What to do:
Both the line containing "Target: window" and the line containing "Place one point on each instance of the floor" belong to the span. Output exactly that span from the listing below, and nothing outside it.

Given records:
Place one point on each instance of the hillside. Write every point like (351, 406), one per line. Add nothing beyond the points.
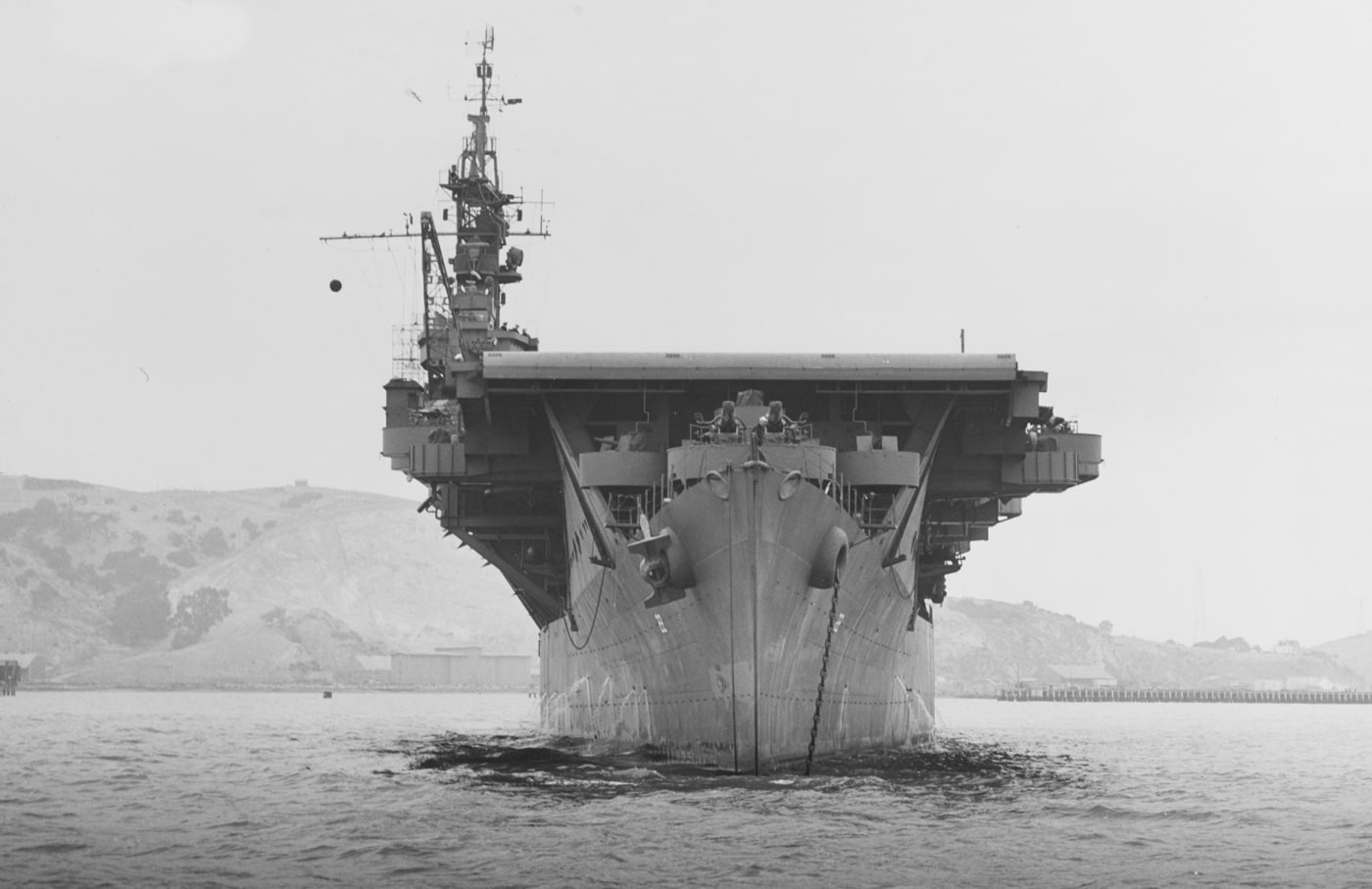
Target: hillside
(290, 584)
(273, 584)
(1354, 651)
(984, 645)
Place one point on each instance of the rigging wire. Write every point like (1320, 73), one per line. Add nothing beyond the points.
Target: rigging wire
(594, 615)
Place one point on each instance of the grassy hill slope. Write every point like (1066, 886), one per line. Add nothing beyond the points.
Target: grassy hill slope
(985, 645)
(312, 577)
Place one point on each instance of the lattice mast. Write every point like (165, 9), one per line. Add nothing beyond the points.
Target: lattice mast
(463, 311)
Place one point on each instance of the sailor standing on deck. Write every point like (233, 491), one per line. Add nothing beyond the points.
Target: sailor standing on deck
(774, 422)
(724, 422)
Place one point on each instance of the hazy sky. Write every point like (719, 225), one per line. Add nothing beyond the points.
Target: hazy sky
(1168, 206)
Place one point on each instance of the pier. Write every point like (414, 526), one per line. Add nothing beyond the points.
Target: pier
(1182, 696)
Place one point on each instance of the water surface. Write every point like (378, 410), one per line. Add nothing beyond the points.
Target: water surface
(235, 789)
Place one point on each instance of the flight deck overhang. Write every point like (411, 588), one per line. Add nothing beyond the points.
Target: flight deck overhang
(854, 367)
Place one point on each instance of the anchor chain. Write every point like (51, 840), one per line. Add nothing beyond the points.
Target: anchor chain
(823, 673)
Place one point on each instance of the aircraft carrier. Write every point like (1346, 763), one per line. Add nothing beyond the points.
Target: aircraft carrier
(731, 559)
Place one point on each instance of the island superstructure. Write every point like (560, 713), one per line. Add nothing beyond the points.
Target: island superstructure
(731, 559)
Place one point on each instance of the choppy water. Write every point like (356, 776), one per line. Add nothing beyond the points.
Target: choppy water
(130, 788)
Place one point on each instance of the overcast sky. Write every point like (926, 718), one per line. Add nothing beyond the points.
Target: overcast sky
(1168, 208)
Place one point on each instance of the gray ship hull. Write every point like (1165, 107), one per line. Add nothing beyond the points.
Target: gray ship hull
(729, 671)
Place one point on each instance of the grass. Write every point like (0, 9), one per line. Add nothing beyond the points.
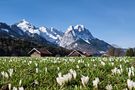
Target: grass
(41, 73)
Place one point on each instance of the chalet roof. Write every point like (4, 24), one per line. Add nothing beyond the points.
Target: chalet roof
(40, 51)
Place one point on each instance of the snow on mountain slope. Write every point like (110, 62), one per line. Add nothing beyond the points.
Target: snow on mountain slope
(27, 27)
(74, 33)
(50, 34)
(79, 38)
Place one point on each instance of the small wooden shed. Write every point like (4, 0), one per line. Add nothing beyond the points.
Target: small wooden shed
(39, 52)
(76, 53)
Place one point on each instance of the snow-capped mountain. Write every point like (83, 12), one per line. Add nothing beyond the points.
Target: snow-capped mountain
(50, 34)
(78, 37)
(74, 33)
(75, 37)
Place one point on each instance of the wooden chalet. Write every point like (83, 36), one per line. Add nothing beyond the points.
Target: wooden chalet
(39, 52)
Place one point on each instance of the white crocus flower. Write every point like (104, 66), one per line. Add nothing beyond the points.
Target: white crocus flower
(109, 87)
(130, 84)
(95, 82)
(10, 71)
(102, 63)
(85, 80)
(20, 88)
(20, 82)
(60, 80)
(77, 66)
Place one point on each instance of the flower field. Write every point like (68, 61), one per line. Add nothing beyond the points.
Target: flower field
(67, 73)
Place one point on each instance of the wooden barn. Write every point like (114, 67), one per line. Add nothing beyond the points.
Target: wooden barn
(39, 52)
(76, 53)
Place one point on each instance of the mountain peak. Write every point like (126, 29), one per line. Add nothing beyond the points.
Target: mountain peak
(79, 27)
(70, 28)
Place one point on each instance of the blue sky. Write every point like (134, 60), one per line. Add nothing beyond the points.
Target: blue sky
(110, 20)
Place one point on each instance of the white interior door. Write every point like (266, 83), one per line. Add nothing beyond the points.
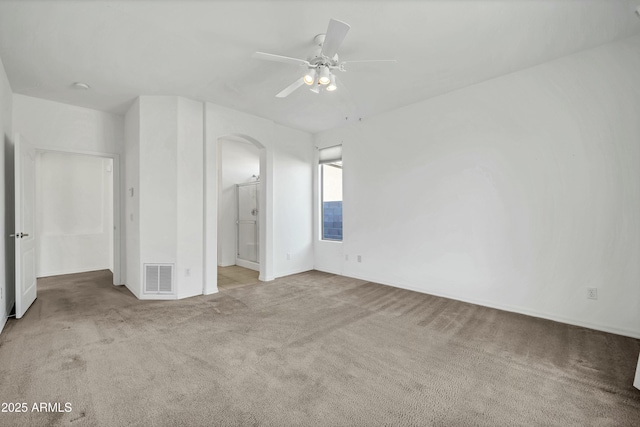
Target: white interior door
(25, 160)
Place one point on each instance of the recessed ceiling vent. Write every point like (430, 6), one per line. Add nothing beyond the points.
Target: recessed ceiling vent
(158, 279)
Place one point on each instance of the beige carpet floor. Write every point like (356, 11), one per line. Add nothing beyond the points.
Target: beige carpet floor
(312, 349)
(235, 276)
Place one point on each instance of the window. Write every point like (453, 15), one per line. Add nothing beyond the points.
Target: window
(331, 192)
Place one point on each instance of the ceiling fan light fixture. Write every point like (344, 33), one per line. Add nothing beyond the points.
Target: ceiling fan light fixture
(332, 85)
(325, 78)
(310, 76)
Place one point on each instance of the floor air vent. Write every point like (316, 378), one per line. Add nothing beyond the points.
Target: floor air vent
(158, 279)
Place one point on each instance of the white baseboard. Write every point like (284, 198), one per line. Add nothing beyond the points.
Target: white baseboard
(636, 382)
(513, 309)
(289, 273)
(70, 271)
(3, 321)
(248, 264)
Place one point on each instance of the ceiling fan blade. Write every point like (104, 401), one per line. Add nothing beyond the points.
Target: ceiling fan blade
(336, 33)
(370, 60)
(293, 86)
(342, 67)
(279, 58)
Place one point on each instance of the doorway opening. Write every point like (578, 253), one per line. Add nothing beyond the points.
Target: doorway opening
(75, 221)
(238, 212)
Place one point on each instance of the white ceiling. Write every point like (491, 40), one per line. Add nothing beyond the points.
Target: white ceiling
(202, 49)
---
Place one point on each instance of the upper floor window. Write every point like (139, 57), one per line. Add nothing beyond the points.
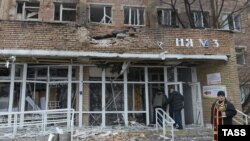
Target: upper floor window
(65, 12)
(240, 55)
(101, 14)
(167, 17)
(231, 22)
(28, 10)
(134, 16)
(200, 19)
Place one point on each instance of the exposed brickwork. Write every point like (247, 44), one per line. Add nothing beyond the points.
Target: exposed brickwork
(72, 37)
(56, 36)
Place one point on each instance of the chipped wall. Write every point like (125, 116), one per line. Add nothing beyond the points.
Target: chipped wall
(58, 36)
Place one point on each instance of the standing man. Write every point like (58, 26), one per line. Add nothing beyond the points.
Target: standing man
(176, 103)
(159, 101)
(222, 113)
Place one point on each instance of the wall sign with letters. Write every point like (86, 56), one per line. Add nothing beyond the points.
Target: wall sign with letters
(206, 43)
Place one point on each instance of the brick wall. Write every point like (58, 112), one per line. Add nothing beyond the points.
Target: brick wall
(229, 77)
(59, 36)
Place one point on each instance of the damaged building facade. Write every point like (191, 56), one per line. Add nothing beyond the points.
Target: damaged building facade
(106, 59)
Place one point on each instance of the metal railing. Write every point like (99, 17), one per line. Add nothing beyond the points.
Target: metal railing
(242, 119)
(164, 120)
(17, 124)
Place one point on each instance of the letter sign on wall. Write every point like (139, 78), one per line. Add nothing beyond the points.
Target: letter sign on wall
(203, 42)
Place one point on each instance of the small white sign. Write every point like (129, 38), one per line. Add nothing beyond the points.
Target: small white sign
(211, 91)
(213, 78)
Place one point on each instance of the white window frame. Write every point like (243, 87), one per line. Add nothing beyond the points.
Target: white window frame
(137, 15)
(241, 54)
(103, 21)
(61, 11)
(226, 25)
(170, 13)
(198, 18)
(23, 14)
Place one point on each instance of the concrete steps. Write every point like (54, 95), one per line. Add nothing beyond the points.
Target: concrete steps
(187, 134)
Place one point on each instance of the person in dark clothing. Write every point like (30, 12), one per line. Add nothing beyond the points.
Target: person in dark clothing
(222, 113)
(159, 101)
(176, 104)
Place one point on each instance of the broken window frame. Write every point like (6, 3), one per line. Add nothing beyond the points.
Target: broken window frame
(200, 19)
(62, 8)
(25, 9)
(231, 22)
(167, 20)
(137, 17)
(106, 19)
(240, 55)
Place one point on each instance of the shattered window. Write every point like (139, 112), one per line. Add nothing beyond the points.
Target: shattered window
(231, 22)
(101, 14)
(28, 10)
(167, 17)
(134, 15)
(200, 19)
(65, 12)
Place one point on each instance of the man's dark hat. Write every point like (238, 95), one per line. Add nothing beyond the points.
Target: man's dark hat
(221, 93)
---
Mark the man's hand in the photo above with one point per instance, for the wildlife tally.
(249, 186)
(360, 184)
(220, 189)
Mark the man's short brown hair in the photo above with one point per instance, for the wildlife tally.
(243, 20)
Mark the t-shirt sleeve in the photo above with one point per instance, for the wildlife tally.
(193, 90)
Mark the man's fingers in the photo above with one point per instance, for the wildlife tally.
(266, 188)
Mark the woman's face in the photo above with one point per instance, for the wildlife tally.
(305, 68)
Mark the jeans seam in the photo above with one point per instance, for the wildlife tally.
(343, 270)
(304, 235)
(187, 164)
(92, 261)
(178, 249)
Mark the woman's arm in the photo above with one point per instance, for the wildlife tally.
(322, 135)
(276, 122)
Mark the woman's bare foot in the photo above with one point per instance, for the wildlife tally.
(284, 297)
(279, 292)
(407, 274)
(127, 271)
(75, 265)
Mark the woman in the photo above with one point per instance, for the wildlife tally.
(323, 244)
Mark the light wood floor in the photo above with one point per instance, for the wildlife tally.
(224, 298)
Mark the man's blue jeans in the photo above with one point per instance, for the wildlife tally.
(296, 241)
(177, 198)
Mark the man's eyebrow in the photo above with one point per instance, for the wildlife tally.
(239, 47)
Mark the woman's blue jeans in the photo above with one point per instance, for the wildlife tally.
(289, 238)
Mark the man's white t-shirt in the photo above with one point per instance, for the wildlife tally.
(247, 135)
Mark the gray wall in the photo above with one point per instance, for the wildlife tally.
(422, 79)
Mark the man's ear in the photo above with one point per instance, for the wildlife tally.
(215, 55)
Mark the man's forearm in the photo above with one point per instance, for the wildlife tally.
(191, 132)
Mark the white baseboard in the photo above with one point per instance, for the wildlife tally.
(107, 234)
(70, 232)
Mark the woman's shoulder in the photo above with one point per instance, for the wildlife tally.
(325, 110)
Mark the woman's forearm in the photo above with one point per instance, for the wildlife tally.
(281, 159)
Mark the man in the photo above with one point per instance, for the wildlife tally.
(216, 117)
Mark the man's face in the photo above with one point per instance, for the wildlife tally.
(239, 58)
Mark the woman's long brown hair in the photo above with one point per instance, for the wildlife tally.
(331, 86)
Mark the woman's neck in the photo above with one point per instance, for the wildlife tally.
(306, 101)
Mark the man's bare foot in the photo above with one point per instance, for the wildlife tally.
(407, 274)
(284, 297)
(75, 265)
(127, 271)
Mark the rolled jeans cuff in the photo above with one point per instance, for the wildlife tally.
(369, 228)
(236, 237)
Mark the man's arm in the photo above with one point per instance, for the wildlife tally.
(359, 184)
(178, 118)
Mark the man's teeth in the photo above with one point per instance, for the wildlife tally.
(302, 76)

Output of the exercise:
Target: window
(331, 192)
Place one point on each instance of the ceiling fan light fixture. Write every point like (344, 33), one per line. Add nothing beyond the points.
Target: ceiling fan light fixture
(332, 85)
(325, 78)
(310, 76)
Place one point on each instance of the floor air vent. Write every point like (316, 378), one per line. Add nothing beyond the points.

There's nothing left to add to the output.